» WRITTEN TASK
Update the stretch of the listing from the line containing "Pinpoint white football" through the line containing "[171,103,281,262]" by replacing "precision sprayer" with "targeted spraying unit" and leaving everything else unchanged. Return only those lines.

» ITEMS

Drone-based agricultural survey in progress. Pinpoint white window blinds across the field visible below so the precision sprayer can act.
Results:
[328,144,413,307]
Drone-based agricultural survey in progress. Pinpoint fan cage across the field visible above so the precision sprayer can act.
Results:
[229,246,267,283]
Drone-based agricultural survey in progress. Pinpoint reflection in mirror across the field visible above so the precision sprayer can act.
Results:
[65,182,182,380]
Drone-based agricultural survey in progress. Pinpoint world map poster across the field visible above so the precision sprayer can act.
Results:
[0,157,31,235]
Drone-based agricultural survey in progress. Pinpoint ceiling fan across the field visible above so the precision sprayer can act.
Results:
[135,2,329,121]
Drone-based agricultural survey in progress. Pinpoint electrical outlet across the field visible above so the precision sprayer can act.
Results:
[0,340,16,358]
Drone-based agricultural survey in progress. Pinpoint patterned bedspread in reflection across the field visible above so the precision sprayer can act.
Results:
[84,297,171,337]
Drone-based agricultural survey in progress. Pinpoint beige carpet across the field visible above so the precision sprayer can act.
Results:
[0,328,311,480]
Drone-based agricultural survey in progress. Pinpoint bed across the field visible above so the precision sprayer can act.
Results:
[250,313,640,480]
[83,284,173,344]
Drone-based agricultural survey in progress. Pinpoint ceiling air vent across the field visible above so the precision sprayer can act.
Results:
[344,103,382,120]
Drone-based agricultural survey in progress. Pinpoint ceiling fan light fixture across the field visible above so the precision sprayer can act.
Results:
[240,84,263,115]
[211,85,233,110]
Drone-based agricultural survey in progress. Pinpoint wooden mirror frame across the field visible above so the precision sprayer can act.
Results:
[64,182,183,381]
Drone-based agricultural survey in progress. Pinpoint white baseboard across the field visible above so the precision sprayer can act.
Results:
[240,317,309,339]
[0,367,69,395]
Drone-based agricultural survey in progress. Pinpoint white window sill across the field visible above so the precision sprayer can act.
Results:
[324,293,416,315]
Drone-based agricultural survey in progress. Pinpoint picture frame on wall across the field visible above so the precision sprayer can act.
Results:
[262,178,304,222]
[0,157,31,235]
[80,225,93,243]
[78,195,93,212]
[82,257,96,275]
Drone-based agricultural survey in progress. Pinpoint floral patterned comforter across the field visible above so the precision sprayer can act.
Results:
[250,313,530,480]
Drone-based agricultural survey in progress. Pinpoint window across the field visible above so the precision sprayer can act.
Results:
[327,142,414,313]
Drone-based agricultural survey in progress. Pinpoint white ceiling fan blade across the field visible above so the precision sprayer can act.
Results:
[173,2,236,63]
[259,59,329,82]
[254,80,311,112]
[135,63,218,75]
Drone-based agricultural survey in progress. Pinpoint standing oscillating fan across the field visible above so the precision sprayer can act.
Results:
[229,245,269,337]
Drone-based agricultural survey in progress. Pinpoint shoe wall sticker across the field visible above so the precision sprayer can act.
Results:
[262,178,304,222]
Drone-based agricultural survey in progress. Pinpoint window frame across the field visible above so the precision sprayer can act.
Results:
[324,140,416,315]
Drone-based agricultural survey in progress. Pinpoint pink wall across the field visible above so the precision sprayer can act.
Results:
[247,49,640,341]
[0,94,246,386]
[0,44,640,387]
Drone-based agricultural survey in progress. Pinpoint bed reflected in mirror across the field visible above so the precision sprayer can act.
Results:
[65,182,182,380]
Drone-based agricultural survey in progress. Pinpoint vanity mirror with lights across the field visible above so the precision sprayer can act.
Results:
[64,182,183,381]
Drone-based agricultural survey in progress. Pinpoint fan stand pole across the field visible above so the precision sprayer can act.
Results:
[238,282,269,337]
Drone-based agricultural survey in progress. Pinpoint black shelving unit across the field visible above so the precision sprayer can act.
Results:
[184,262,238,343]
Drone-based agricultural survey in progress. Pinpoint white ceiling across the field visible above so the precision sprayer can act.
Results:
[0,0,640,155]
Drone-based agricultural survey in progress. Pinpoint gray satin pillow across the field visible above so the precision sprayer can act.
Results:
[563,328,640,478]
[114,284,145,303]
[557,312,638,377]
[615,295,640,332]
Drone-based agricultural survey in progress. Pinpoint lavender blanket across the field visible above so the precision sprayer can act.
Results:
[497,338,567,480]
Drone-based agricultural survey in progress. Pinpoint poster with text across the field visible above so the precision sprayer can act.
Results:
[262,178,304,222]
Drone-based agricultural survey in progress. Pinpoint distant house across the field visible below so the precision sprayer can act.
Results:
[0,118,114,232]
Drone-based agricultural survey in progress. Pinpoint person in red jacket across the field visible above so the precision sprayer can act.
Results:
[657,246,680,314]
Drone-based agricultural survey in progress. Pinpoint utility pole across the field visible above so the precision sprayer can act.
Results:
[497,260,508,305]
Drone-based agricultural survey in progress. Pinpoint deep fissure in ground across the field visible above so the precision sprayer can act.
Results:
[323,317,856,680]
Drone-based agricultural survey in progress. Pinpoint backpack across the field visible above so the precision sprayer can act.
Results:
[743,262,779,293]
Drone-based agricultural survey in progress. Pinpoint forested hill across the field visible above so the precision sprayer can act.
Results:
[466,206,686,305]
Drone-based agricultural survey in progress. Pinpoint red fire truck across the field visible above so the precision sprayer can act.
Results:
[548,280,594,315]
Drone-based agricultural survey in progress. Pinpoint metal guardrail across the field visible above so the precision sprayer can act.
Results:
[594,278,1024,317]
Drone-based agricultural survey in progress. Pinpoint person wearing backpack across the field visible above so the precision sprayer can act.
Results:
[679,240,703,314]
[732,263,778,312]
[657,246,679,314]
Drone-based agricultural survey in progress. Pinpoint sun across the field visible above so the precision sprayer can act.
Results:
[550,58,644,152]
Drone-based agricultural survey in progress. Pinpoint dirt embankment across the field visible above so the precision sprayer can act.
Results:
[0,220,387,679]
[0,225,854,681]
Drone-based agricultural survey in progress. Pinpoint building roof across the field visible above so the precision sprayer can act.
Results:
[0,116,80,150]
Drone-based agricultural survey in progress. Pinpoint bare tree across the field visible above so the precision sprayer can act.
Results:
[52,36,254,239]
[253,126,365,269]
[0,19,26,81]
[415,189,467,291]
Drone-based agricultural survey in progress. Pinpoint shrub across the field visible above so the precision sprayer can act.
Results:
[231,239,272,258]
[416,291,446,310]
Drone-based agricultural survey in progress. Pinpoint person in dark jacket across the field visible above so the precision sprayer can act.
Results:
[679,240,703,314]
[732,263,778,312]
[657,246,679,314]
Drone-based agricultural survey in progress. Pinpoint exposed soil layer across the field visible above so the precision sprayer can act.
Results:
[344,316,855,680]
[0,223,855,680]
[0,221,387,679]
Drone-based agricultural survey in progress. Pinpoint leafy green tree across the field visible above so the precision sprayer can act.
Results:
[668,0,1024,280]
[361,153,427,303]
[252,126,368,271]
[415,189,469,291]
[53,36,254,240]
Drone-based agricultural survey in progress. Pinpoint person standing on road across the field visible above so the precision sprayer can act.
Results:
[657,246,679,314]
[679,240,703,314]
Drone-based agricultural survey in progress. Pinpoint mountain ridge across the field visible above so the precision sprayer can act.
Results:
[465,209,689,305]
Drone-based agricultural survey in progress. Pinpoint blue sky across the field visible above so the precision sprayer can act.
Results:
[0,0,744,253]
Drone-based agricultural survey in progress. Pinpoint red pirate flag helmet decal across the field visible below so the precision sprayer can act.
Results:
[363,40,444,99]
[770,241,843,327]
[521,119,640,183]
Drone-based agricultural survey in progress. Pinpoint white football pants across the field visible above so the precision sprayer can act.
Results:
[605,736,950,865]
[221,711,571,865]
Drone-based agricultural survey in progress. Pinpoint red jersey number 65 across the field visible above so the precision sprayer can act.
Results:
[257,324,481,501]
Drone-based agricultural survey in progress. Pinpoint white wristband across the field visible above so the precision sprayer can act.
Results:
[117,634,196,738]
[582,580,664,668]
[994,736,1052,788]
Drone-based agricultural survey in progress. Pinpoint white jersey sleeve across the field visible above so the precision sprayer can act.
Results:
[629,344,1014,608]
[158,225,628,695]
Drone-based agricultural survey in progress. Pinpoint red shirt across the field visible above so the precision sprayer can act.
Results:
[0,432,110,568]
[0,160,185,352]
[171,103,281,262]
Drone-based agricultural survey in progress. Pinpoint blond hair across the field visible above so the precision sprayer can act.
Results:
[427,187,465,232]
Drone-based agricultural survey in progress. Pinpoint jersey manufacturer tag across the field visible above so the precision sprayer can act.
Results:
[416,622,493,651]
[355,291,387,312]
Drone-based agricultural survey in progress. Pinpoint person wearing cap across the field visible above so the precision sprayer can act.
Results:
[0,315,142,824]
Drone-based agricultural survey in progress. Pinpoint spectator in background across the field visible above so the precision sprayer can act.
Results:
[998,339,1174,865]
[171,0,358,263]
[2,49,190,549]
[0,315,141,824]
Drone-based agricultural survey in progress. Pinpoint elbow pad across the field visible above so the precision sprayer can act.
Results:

» THE COMPLETED TASK
Drone-based agricultural survey in progress. Pinpoint white football pants across the field visible above so the targeted spraying unit can act.
Results:
[605,736,950,865]
[221,711,571,865]
Drone-based agricultural survey in progress. Pinpoint red jersey number 65 across the field visible above so the targeted spraying unit can act.
Results:
[257,324,481,501]
Drone-based agricultural survey in progress. Pinpoint white wristband across the field visible above so the targeted spraying unit can act.
Results:
[117,634,196,738]
[582,580,664,668]
[994,736,1052,788]
Drone-based agricultural survey in progress. Pinpoint white jersey sleeve across the field visible above so the targeted spraying unit can act.
Results:
[629,344,1014,608]
[158,225,628,695]
Drone-based agricultural survey in progress. Pinpoint red shirt across the field visible above so the targeted spraying unit can act.
Results:
[0,432,110,568]
[0,160,185,352]
[171,103,281,262]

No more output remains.